▶ _Goal_: Write out, word for word, everything from the line containing "of the grassy" down to the last of the lines below, including both ends.

▶ _Task input_:
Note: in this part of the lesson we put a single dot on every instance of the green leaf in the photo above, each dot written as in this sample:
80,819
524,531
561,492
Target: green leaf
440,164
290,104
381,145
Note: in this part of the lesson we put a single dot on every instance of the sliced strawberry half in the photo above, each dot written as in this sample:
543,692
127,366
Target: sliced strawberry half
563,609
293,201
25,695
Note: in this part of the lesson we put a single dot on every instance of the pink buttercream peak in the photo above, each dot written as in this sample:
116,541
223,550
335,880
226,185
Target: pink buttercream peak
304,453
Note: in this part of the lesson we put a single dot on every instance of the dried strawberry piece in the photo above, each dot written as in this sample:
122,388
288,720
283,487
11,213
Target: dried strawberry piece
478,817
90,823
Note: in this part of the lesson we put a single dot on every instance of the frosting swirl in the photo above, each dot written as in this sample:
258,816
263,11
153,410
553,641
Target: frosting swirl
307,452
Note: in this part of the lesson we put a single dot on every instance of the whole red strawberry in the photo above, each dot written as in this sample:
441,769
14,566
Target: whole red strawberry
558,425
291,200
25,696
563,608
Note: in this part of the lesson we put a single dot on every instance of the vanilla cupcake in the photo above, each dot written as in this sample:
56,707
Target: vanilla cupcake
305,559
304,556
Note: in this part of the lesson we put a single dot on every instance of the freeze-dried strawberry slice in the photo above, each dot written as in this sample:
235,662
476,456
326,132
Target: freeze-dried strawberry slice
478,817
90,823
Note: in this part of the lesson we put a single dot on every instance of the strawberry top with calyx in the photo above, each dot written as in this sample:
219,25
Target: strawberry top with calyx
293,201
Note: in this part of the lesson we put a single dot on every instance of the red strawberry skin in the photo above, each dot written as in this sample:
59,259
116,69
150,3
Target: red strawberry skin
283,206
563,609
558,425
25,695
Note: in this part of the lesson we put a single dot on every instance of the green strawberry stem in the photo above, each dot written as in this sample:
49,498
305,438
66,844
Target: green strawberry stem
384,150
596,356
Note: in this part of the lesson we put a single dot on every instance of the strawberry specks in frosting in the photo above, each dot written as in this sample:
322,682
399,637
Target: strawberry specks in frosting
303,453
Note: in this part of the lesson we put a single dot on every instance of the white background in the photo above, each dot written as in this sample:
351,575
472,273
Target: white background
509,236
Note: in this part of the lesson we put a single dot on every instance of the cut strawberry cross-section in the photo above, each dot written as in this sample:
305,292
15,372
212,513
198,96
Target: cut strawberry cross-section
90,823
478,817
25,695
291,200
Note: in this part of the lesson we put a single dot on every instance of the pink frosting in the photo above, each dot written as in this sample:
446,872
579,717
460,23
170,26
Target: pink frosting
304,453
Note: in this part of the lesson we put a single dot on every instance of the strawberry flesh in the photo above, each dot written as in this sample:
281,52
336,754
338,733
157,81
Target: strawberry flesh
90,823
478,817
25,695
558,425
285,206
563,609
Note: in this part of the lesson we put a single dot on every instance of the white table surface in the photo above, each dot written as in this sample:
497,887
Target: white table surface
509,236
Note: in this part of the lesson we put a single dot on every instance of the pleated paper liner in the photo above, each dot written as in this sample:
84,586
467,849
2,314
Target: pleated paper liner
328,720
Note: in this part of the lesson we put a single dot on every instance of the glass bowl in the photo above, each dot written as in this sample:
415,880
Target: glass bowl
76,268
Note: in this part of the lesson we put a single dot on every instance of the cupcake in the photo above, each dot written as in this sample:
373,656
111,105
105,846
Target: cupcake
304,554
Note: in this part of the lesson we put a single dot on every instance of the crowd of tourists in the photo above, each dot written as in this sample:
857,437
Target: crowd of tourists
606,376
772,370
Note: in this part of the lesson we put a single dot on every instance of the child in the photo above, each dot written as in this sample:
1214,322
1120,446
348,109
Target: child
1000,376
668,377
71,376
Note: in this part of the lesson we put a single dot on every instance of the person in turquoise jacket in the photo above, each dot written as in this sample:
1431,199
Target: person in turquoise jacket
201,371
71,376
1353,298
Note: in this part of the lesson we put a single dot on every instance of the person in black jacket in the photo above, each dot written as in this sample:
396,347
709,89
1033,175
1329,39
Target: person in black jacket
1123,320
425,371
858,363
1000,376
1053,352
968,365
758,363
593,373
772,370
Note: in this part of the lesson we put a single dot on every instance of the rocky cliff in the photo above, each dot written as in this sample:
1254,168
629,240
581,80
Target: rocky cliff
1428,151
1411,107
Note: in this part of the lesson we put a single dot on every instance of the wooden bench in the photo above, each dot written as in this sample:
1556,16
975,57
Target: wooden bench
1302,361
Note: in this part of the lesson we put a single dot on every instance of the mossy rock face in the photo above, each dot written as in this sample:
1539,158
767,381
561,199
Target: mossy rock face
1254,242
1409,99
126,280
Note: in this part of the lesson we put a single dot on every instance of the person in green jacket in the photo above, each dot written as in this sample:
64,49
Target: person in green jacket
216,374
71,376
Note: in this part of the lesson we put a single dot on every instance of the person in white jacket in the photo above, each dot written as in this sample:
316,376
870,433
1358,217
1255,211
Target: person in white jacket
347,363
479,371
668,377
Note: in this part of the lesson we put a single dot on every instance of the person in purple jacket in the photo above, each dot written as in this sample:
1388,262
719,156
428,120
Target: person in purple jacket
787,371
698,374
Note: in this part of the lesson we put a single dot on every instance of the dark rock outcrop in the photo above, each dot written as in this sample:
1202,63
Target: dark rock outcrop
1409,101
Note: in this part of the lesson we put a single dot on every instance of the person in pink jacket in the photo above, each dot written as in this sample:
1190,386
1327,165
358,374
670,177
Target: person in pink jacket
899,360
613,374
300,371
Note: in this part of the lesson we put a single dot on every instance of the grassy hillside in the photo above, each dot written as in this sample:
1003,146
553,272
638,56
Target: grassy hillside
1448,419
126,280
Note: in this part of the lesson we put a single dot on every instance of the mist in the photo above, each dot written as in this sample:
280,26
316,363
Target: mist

▶ _Response to the exercise_:
Note: in this part of the lesson we put a single dot on every instance of the grassy hillside in the photo above, each dot written as in this sample:
1003,146
553,272
638,56
Target: grassy hillside
1448,419
126,280
Note: in this part of the lesson we put a single dot on every instance of the mist in the photo above, each dot written as in this sample:
280,26
316,363
Target: mist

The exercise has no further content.